Stored dataset items:

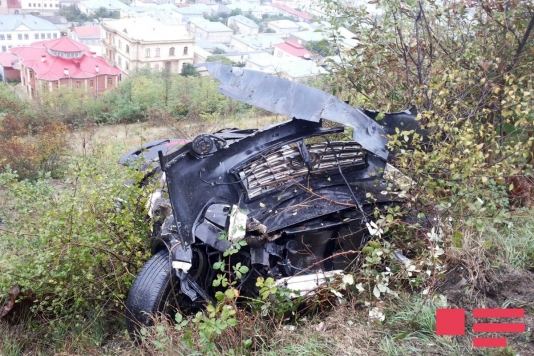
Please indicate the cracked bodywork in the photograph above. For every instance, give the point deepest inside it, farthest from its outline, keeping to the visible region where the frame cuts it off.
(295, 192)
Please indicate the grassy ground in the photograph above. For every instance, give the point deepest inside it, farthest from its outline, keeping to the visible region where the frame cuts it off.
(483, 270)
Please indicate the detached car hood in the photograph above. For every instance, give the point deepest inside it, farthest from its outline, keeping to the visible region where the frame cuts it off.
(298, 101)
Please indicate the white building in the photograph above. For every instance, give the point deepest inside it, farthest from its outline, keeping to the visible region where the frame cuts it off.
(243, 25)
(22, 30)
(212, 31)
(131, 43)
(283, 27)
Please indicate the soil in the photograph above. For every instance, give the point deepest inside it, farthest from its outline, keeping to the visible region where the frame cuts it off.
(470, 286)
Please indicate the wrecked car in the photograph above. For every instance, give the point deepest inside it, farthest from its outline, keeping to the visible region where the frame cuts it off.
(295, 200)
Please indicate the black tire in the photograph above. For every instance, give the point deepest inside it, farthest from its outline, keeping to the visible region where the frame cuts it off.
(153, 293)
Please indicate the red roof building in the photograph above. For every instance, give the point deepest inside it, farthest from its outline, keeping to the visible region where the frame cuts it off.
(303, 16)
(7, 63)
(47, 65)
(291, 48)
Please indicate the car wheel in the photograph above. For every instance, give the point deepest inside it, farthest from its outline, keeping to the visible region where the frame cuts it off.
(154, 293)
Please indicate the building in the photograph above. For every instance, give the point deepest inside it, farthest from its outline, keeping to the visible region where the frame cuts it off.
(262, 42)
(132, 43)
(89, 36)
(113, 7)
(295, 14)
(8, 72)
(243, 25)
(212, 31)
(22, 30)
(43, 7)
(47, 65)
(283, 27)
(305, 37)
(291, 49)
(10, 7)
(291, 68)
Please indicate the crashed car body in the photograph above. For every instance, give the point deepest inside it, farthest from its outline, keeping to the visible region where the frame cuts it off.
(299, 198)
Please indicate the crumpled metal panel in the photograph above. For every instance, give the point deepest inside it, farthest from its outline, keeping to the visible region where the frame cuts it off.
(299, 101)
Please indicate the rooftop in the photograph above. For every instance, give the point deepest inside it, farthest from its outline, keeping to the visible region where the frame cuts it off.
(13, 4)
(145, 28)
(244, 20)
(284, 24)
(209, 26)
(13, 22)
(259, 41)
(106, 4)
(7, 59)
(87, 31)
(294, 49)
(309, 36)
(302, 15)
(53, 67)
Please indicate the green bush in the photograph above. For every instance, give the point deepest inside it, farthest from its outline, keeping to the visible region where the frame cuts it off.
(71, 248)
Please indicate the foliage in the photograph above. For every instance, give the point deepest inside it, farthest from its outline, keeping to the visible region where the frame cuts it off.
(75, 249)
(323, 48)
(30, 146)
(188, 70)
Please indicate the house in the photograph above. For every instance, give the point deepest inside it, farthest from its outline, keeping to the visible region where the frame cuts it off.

**Work request**
Write the data above out again exactly, every line of it, and exclude the pictures.

**Result**
Please indicate the cracked bodywork in the photograph above. For every instance, give the point deepest inside it, farthest from its outline, keeping to the visible region where the frame cuts it off.
(295, 192)
Please indicate the grassy ground in the photograph above. For every instance, give the point deepest inside it, farthest from its outline, keeping to the visible region where the frame cuts it off.
(483, 270)
Please indicate the detached car hood in the photograph above. For every instance, give the point deepest inside it, farthest from its outline, keeping to the visible region where the frame cuts it off.
(298, 101)
Please indicate the white building in the photograph above. For every instance, give the point deepest inside it, farthest from its outline, keeping to the visible region where the frame cuts it off.
(243, 25)
(22, 30)
(212, 31)
(131, 43)
(283, 27)
Please indicate the soil in the photograph above. For every instance, give the point deepest inside it, farthest from its outline, keeping to the visible region where the frame cuts it off.
(470, 286)
Please indicate the wrecked car in the photograph above. For every instance, give the point deepest inside it, farthest from its outline, keeping to the visible region where the frame cuts it off.
(295, 200)
Please indicate the black tire in the photograph above. For every instance, give the point deepest inside it, farthest from its outline, keeping to the visible region where the frame cuts it off.
(153, 293)
Please indicate the red roof building in the photograph above. For every instance, give the point deepest inside it, farthest from its outline, keeping to the visible region where the frame cuts it off.
(303, 16)
(7, 63)
(47, 65)
(291, 48)
Please indicate the car wheel in the photograph above. For every instance, give the point deepest inside it, farthest from its outline, keeping to the visible region where the frame cuts it off.
(154, 293)
Please indicate the building in the photograph above. For every instance, give the point deepest inside it, farthest from its outline, keeping to the visible region where the frame cuts it off.
(262, 42)
(132, 43)
(89, 36)
(113, 7)
(295, 14)
(8, 72)
(243, 25)
(212, 31)
(22, 30)
(43, 7)
(47, 65)
(283, 27)
(305, 37)
(291, 49)
(10, 7)
(291, 68)
Please indicate the crashed car body in the photograph above. For every instance, give the point deepest inside it, farthest from its outline, keeping to the visible region where the frame cuts it off.
(299, 198)
Please indicate the crumpled metal panel in the photograph above. For every instance, give the point deepest inside it, farthest from its outline, keeping to the visible region where the frame cuts it off.
(299, 101)
Please indicate the rooftop in the photograph above. For every instance, give the point deepest inside it, farthest from its outline, keeping to the visible region where the frame cuts it off.
(13, 4)
(145, 28)
(244, 20)
(284, 24)
(209, 26)
(13, 22)
(259, 41)
(106, 4)
(7, 59)
(87, 31)
(294, 49)
(309, 36)
(302, 15)
(53, 67)
Please indicate the green bush in the photograph above. For every instance, give the point deepest inside it, farthest from its outline, keeping to the visible region where the frame cuts it off.
(71, 248)
Please indicate the foliage in the photograph above. For every instance, give the point deepest inside it, farthest from its outline, keeping to the visible region where the frame cuts it off.
(75, 249)
(323, 48)
(30, 146)
(188, 70)
Please indicate the house in the photograph above. For every instance, give the point deepest inside it, farthest from its outline, keeping to the visible region where the frame cuts it off.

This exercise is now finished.